#### TASK OBJECTIVE:
Gather every line in the material below that contains the string "glow", and copy each of those lines in full.

#### Stored items:
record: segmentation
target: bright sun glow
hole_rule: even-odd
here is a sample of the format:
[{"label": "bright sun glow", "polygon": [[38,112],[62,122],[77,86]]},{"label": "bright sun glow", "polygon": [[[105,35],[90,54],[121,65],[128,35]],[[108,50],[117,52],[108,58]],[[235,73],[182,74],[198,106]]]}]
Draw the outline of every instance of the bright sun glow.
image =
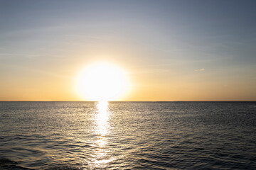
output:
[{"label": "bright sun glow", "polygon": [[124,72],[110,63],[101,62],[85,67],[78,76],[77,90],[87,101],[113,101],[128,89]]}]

...

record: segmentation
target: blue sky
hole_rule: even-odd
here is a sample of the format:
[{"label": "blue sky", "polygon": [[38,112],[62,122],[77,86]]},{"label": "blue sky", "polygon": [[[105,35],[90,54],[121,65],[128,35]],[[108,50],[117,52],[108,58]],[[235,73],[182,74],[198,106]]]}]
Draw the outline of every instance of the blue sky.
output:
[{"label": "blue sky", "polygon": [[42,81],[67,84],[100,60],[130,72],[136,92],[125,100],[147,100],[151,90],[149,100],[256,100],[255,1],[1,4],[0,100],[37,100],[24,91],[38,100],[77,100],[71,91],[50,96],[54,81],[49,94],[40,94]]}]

#### RESPONSE BELOW:
target: bright sun glow
[{"label": "bright sun glow", "polygon": [[38,112],[62,122],[77,86]]},{"label": "bright sun glow", "polygon": [[[105,35],[90,54],[121,65],[128,35]],[[108,50],[117,52],[108,58]],[[235,73],[182,74],[198,106]]]}]
Draw the outline of every instance of the bright sun glow.
[{"label": "bright sun glow", "polygon": [[124,72],[110,63],[101,62],[85,67],[78,76],[77,90],[87,101],[113,101],[128,89]]}]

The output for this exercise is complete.